■ GIVEN TASK
Change every "water" to "lake" in the lines from the one containing "Where is the dark foreground" through the end of the data, inclusive, and give those lines back otherwise unchanged.

■ EXTRACTED MATERIAL
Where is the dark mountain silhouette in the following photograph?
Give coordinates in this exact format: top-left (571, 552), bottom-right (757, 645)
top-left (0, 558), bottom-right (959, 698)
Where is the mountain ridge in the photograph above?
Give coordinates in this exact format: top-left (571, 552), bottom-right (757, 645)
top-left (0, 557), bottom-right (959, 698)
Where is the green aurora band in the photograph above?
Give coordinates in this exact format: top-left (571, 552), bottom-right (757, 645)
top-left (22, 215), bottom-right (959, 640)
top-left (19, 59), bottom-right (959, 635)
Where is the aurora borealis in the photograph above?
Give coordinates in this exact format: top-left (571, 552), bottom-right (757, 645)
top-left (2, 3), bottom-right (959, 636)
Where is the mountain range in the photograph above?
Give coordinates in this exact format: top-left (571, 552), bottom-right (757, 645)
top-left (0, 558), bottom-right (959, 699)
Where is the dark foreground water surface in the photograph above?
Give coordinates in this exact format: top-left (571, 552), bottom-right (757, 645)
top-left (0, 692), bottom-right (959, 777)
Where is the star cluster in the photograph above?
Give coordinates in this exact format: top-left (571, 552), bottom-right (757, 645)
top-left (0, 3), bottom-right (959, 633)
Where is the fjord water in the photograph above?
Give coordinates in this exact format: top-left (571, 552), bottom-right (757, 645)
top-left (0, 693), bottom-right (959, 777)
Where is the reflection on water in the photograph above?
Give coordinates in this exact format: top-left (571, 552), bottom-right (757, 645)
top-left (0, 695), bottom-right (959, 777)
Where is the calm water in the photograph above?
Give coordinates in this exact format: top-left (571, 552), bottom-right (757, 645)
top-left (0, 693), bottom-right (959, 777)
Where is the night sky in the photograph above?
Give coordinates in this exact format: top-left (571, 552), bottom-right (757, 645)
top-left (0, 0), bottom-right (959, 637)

■ RESPONSE BELOW
Where is the dark foreground lake surface in the photograph above?
Give coordinates in this exact format: top-left (571, 552), bottom-right (757, 645)
top-left (0, 692), bottom-right (959, 777)
Where is the star cluster in the photograph above?
Give coordinates in this exact format: top-left (571, 552), bottom-right (757, 645)
top-left (0, 3), bottom-right (959, 633)
Where is the fjord lake in the photograph above?
Give coordinates in this exact format: top-left (571, 552), bottom-right (757, 645)
top-left (0, 693), bottom-right (959, 777)
Where is the reflection on lake in the photograph above?
Give coordinates in this exact format: top-left (571, 552), bottom-right (757, 645)
top-left (0, 695), bottom-right (959, 777)
Where is the calm lake in the photograph above?
Give coordinates in this exact format: top-left (571, 552), bottom-right (757, 645)
top-left (0, 693), bottom-right (959, 777)
Where is the night sky in the photograph above?
Give coordinates in this exact format: top-left (571, 552), bottom-right (757, 645)
top-left (0, 0), bottom-right (959, 637)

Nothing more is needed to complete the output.